Exercise instructions:
Reproduce the material below with every "Result" changed to "Answer" and nothing else altered. Leave the pictures out.

Given records:
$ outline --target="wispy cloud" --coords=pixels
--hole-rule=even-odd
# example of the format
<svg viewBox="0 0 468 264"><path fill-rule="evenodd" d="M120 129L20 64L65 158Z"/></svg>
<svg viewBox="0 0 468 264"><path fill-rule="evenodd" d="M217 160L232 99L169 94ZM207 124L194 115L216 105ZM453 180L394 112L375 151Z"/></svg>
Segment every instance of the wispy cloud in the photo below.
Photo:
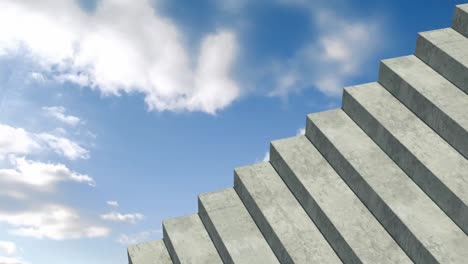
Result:
<svg viewBox="0 0 468 264"><path fill-rule="evenodd" d="M143 214L132 213L132 214L121 214L118 212L109 212L107 214L102 214L101 219L112 221L112 222L124 222L124 223L136 223L139 220L144 218Z"/></svg>
<svg viewBox="0 0 468 264"><path fill-rule="evenodd" d="M158 229L158 230L143 231L143 232L131 234L131 235L121 234L119 238L117 239L117 242L126 246L134 245L134 244L141 243L143 241L157 239L157 236L160 236L161 233L162 231Z"/></svg>
<svg viewBox="0 0 468 264"><path fill-rule="evenodd" d="M240 95L236 34L220 28L199 46L189 54L150 0L103 0L92 14L75 0L0 2L0 56L26 53L42 69L35 76L105 95L141 93L150 110L215 113Z"/></svg>
<svg viewBox="0 0 468 264"><path fill-rule="evenodd" d="M94 179L76 173L63 164L43 163L27 160L24 157L10 157L12 168L0 169L0 182L10 182L35 186L50 190L57 182L74 181L95 186Z"/></svg>
<svg viewBox="0 0 468 264"><path fill-rule="evenodd" d="M84 223L74 209L55 204L17 212L0 210L2 222L12 227L10 234L38 239L93 238L110 233L107 227Z"/></svg>
<svg viewBox="0 0 468 264"><path fill-rule="evenodd" d="M48 116L51 116L67 125L76 126L80 123L79 117L66 115L66 109L63 106L44 106L42 107L42 110L44 110Z"/></svg>

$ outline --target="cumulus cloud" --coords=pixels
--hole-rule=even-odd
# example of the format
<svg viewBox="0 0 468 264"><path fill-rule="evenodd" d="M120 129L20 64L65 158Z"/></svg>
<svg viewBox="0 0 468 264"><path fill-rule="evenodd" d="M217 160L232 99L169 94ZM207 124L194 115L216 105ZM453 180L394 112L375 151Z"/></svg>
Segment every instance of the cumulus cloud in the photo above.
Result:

Task result:
$ outline --target="wispy cloud" --coords=pixels
--hole-rule=even-odd
# example of the format
<svg viewBox="0 0 468 264"><path fill-rule="evenodd" d="M120 129L20 64L65 158Z"/></svg>
<svg viewBox="0 0 468 264"><path fill-rule="evenodd" d="M217 160L232 99L169 94ZM207 124L194 115L216 105ZM453 180L394 112L375 151Z"/></svg>
Segment every instance of the wispy cloud in the photo below.
Photo:
Answer:
<svg viewBox="0 0 468 264"><path fill-rule="evenodd" d="M143 214L132 213L132 214L121 214L118 212L109 212L107 214L102 214L101 219L112 221L112 222L124 222L124 223L136 223L139 220L144 218Z"/></svg>
<svg viewBox="0 0 468 264"><path fill-rule="evenodd" d="M158 229L158 230L143 231L143 232L131 234L131 235L121 234L119 238L117 239L117 242L126 246L134 245L134 244L141 243L143 241L157 239L157 236L160 236L161 233L162 231Z"/></svg>
<svg viewBox="0 0 468 264"><path fill-rule="evenodd" d="M240 95L236 34L220 28L199 46L189 54L150 0L103 0L92 14L75 0L0 2L0 56L26 53L42 69L35 76L105 95L141 93L150 110L215 113Z"/></svg>
<svg viewBox="0 0 468 264"><path fill-rule="evenodd" d="M94 179L76 173L63 164L43 163L27 160L24 157L10 157L12 168L0 169L0 182L10 182L35 186L50 190L57 182L74 181L95 186Z"/></svg>
<svg viewBox="0 0 468 264"><path fill-rule="evenodd" d="M84 223L74 209L55 204L17 212L0 210L2 222L12 227L10 234L38 239L93 238L110 233L107 227Z"/></svg>
<svg viewBox="0 0 468 264"><path fill-rule="evenodd" d="M48 116L51 116L67 125L76 126L80 123L79 117L66 115L66 109L63 106L44 106L42 107L42 110L44 110Z"/></svg>

$ outline --target="cumulus cloud" --coords=pixels
--hole-rule=even-odd
# example of the format
<svg viewBox="0 0 468 264"><path fill-rule="evenodd" d="M120 129L20 64L65 158Z"/></svg>
<svg viewBox="0 0 468 264"><path fill-rule="evenodd" d="M217 160L232 99L169 94ZM207 124L194 115L216 105ZM453 180L394 112L375 151Z"/></svg>
Segment every instance of the cumulus cloud in the photo above.
Answer:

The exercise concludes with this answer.